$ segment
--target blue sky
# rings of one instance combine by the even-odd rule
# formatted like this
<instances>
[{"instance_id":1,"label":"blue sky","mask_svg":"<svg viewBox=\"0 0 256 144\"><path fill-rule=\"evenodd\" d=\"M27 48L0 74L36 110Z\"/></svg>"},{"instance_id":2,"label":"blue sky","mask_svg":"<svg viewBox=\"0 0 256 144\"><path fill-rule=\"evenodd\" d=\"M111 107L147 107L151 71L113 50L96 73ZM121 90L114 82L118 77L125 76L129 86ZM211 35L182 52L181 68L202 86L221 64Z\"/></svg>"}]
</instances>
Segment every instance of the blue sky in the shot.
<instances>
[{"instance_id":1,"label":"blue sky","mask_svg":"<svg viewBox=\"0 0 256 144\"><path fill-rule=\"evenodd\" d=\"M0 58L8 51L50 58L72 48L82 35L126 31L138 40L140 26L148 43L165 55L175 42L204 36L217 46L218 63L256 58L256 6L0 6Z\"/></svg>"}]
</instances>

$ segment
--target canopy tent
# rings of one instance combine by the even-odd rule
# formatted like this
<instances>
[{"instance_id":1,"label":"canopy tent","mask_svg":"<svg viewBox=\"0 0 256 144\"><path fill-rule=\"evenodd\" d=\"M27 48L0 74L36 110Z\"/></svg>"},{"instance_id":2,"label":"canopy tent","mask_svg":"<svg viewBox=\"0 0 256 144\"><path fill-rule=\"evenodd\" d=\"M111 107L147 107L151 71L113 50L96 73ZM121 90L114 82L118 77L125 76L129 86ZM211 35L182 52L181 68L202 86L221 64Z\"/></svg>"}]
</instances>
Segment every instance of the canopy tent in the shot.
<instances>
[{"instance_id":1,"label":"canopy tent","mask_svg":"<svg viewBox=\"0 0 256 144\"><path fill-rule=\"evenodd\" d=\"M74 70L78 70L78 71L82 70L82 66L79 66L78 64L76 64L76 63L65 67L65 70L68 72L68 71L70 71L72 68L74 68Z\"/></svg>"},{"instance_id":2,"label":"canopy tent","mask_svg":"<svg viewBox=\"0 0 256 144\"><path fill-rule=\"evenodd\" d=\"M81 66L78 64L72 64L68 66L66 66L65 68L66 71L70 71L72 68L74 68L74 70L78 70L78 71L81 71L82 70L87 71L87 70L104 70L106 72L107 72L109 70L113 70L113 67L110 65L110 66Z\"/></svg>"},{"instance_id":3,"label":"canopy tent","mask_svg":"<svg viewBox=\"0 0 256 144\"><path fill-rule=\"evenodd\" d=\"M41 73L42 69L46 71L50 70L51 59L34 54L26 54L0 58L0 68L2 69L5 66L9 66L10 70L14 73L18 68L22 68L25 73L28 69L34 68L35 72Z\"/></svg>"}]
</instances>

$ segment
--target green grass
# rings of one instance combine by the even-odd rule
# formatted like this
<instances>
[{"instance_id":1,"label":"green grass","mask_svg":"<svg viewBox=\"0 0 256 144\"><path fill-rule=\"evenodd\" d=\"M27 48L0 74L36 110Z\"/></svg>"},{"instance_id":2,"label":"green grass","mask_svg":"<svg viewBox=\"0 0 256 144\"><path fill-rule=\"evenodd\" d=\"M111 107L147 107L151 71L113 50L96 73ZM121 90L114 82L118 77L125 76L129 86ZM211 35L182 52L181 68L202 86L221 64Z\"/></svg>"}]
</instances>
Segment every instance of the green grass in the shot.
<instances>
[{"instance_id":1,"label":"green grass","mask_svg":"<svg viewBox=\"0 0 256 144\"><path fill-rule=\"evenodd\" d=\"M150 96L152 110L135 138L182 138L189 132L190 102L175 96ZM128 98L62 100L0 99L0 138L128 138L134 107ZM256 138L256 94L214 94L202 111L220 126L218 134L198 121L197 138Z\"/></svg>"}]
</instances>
+ + + +
## WORK REQUIRED
Transcribe all lines as written.

## ANSWER TO THIS TASK
$ segment
--target blue sky
# rings of one instance combine by the even-odd rule
# formatted like this
<instances>
[{"instance_id":1,"label":"blue sky","mask_svg":"<svg viewBox=\"0 0 256 144\"><path fill-rule=\"evenodd\" d=\"M27 48L0 74L36 110Z\"/></svg>"},{"instance_id":2,"label":"blue sky","mask_svg":"<svg viewBox=\"0 0 256 144\"><path fill-rule=\"evenodd\" d=\"M111 107L147 107L151 71L113 50L96 73ZM121 90L114 82L118 77L125 76L129 86ZM211 35L182 52L181 68L202 86L221 64Z\"/></svg>"}]
</instances>
Segment every instance of the blue sky in the shot.
<instances>
[{"instance_id":1,"label":"blue sky","mask_svg":"<svg viewBox=\"0 0 256 144\"><path fill-rule=\"evenodd\" d=\"M0 58L8 51L50 58L72 48L82 35L126 31L138 40L140 26L148 43L165 55L175 42L204 36L217 46L218 63L256 58L256 6L0 6Z\"/></svg>"}]
</instances>

$ segment
--target canopy tent
# rings of one instance combine by the even-odd rule
# formatted like this
<instances>
[{"instance_id":1,"label":"canopy tent","mask_svg":"<svg viewBox=\"0 0 256 144\"><path fill-rule=\"evenodd\" d=\"M27 48L0 74L36 110Z\"/></svg>"},{"instance_id":2,"label":"canopy tent","mask_svg":"<svg viewBox=\"0 0 256 144\"><path fill-rule=\"evenodd\" d=\"M111 107L147 107L151 71L113 50L96 73ZM121 90L114 82L118 77L125 76L129 86ZM211 35L182 52L181 68L202 86L221 64Z\"/></svg>"}]
</instances>
Segment every instance of the canopy tent in the shot.
<instances>
[{"instance_id":1,"label":"canopy tent","mask_svg":"<svg viewBox=\"0 0 256 144\"><path fill-rule=\"evenodd\" d=\"M74 70L78 70L78 71L82 70L82 66L79 66L78 64L76 64L76 63L65 67L65 70L68 72L68 71L70 71L72 68L74 68Z\"/></svg>"},{"instance_id":2,"label":"canopy tent","mask_svg":"<svg viewBox=\"0 0 256 144\"><path fill-rule=\"evenodd\" d=\"M81 66L78 64L72 64L68 66L66 66L65 68L66 71L70 71L72 68L74 68L74 70L78 70L78 71L81 71L82 70L87 71L87 70L104 70L106 72L107 72L109 70L113 70L113 67L110 65L110 66Z\"/></svg>"},{"instance_id":3,"label":"canopy tent","mask_svg":"<svg viewBox=\"0 0 256 144\"><path fill-rule=\"evenodd\" d=\"M41 73L42 69L46 71L50 70L51 59L34 54L26 54L0 58L0 68L2 69L5 66L9 66L10 70L14 73L18 68L22 68L25 73L28 69L34 68L35 72Z\"/></svg>"}]
</instances>

$ segment
--target green grass
# rings of one instance combine by the even-odd rule
# formatted like this
<instances>
[{"instance_id":1,"label":"green grass","mask_svg":"<svg viewBox=\"0 0 256 144\"><path fill-rule=\"evenodd\" d=\"M27 48L0 74L36 110Z\"/></svg>"},{"instance_id":2,"label":"green grass","mask_svg":"<svg viewBox=\"0 0 256 144\"><path fill-rule=\"evenodd\" d=\"M111 107L147 107L151 71L113 50L96 73ZM121 90L114 82L118 77L125 76L129 86ZM211 35L182 52L181 68L202 86L221 64Z\"/></svg>"}]
</instances>
Segment every instance of the green grass in the shot.
<instances>
[{"instance_id":1,"label":"green grass","mask_svg":"<svg viewBox=\"0 0 256 144\"><path fill-rule=\"evenodd\" d=\"M150 96L152 110L135 138L182 138L189 132L190 102L175 96ZM128 98L62 100L0 99L0 138L128 138L134 107ZM256 138L256 94L214 94L202 111L220 126L218 134L198 121L197 138Z\"/></svg>"}]
</instances>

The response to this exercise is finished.